原文:
こないだの金曜日、「こんにちは美術 Live」という公開講座を聞きに京都造形大学に行ってきた。福永信いとうせいこう浅田彰の三人が、福永さんが今年出した本「こんにちは美術」をサカナに話をするという講座で、この講座の最後に3人が持ち寄った映像を見せあう、というのがあって、これにものすごい刺激を受けた。
 僕は一年半くらい前から、もうネットとかで情報を集めてまわるのは極力やらないように生活してみよう、みたいなキャンペーンをひとりでしていて、それでツイッターとかもやめちゃってたんだけど、そうしてうつむくようにして世の中から目をそらして生活しているうちに、情報ばかりでなく、文化や芸術とかからも目を背けがちな生活になっていたことだなあ、と反省した。今回の公開講座も妻が情報を仕入れて来てそれで二人で聞きにいったのだった。
 世の中にはおもしろいものがいっぱいあるんだなあと、3時間近く感心しっぱなし。せっかく生きてるんだから、文化や芸術をもっともっと享受して生きなくちゃもったいないや。というわけで、これからはネットで情報を取り入れることとかも積極的にがんばって取り組んで行きたい。twitterもまたはじめてみた。

 さて、金曜日に三人が造形大学の教室で見せてくれた映像を、自分のメモの目的もあるんだけど、ここにyoutubeのリンクつきで記録しておきたい。

クラフトワーク
「Radioactivity」

 僕はテクノをほとんど聞いたことがなかったんだけど、クラフトワークってかっこいいんだな。自分の知っている音楽しか聞かないという僕のこれまでの保守的な生き方を反省した。

会田誠
「日本に潜伏中のビン・ラディンと名乗る男からのビデオ」

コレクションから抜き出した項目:
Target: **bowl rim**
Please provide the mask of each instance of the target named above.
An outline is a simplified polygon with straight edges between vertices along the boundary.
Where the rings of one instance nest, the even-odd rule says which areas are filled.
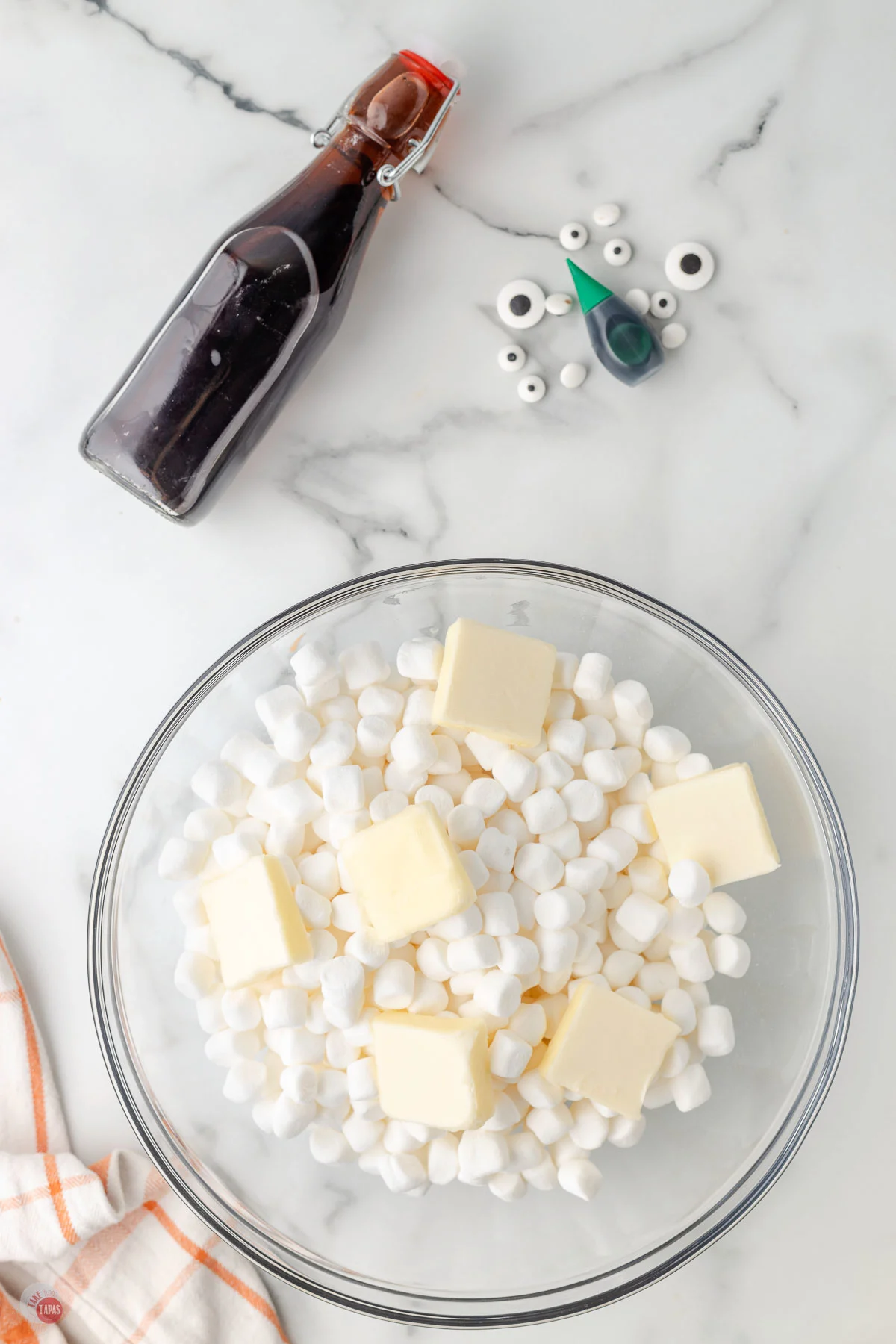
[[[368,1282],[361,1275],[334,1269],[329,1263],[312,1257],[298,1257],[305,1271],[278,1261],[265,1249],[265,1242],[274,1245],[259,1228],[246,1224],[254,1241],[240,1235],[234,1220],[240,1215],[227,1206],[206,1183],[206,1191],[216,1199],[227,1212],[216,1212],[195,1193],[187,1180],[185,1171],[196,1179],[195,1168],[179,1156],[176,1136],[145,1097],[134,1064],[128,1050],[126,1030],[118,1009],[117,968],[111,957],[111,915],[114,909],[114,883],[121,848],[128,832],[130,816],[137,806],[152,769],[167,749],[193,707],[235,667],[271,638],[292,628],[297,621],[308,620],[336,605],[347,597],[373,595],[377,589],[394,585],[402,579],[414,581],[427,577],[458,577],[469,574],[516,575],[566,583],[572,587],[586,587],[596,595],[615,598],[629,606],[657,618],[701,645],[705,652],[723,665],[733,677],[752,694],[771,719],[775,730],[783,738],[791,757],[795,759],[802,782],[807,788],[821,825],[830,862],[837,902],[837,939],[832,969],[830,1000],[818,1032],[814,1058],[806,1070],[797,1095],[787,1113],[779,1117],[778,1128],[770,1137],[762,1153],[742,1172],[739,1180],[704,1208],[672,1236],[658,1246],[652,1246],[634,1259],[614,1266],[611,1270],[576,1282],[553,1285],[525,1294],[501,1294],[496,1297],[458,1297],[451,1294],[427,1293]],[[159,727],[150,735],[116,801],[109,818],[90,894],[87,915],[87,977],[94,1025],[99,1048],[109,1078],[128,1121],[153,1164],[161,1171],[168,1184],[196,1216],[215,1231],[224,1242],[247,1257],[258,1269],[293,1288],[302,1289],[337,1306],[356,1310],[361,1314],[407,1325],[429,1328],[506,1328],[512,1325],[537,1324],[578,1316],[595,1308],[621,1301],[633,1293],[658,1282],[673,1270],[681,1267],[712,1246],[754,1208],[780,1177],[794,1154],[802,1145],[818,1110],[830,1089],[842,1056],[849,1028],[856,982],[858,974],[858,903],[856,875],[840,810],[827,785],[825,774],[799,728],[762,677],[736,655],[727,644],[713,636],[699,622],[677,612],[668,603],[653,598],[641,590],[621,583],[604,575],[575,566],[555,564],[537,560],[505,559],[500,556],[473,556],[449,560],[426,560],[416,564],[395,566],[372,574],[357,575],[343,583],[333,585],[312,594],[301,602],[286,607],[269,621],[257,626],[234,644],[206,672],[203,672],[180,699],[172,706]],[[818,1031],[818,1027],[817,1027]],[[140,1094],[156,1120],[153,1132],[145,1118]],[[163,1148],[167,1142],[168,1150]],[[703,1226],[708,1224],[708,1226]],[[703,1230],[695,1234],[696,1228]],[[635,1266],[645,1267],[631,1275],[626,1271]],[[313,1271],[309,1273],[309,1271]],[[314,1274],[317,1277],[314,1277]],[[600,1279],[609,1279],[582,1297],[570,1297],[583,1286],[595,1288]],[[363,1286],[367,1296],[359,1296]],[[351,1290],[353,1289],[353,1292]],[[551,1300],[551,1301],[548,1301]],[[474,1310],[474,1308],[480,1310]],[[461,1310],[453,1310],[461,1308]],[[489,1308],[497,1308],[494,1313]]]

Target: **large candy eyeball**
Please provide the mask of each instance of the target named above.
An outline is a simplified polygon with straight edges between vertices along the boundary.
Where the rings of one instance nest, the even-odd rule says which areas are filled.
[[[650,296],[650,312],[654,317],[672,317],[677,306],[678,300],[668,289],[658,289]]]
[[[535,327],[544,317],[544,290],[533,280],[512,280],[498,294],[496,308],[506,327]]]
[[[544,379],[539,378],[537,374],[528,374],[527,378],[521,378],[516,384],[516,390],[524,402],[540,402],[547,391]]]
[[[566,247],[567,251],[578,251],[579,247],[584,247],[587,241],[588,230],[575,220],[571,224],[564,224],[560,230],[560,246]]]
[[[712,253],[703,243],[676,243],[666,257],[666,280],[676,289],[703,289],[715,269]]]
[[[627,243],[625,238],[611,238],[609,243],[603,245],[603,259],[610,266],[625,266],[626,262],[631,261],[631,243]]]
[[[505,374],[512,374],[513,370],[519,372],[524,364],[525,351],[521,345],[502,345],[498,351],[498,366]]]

---

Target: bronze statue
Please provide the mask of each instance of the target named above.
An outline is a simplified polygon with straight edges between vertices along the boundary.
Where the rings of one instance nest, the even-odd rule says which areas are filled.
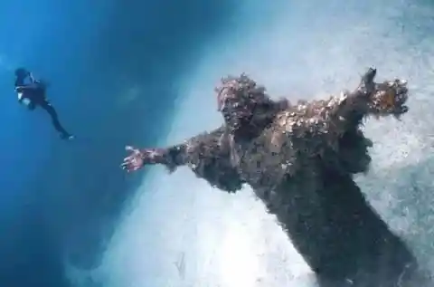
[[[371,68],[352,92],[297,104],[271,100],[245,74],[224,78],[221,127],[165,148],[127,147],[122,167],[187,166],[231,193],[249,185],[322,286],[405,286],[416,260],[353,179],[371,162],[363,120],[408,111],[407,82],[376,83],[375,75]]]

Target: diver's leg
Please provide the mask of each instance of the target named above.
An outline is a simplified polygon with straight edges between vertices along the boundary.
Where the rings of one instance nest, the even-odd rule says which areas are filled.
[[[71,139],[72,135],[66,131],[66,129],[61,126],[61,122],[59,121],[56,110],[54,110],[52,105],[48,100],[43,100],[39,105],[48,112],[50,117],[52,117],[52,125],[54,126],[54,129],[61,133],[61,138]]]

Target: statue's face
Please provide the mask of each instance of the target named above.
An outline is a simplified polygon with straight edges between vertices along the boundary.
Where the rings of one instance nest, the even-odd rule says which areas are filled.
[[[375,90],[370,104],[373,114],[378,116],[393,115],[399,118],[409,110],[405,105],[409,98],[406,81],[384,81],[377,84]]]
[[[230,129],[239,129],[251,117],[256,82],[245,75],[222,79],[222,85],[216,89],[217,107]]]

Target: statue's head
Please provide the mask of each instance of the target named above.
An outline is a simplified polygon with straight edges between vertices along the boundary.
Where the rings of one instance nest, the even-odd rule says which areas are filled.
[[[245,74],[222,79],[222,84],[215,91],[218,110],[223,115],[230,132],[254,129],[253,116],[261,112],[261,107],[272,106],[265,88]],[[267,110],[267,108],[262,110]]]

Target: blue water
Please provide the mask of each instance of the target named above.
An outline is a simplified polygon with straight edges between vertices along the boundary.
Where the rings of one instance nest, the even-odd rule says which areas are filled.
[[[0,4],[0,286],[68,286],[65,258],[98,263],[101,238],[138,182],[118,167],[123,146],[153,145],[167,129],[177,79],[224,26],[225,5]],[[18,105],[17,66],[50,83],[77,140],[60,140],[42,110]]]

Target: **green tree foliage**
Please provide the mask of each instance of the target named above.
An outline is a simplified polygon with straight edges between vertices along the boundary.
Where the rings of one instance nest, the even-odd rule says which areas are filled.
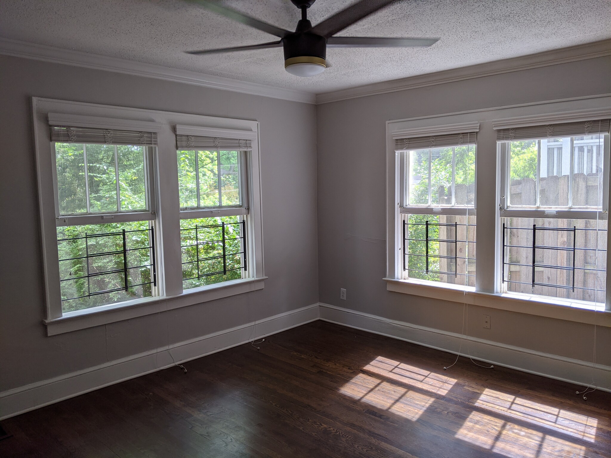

課題 1: 公開講座についての文章を、全文一字一句たがえずに書き写せ。
課題 2: 一覧のうち、文字列「statue」を含む行の数を数え、その数だけを答えよ。大文字と小文字は区別する。
この一覧は、公開講座についての文章とは関係がない。

最終回答 1:
こないだの金曜日、「こんにちは美術 Live」という公開講座を聞きに京都造形大学に行ってきた。福永信いとうせいこう浅田彰の三人が、福永さんが今年出した本「こんにちは美術」をサカナに話をするという講座で、この講座の最後に3人が持ち寄った映像を見せあう、というのがあって、これにものすごい刺激を受けた。
 僕は一年半くらい前から、もうネットとかで情報を集めてまわるのは極力やらないように生活してみよう、みたいなキャンペーンをひとりでしていて、それでツイッターとかもやめちゃってたんだけど、そうしてうつむくようにして世の中から目をそらして生活しているうちに、情報ばかりでなく、文化や芸術とかからも目を背けがちな生活になっていたことだなあ、と反省した。今回の公開講座も妻が情報を仕入れて来てそれで二人で聞きにいったのだった。
 世の中にはおもしろいものがいっぱいあるんだなあと、3時間近く感心しっぱなし。せっかく生きてるんだから、文化や芸術をもっともっと享受して生きなくちゃもったいないや。というわけで、これからはネットで情報を取り入れることとかも積極的にがんばって取り組んで行きたい。twitterもまたはじめてみた。

 さて、金曜日に三人が造形大学の教室で見せてくれた映像を、自分のメモの目的もあるんだけど、ここにyoutubeのリンクつきで記録しておきたい。

クラフトワーク
「Radioactivity」

 僕はテクノをほとんど聞いたことがなかったんだけど、クラフトワークってかっこいいんだな。自分の知っている音楽しか聞かないという僕のこれまでの保守的な生き方を反省した。

会田誠
「日本に潜伏中のビン・ラディンと名乗る男からのビデオ」

最終回答 2: 3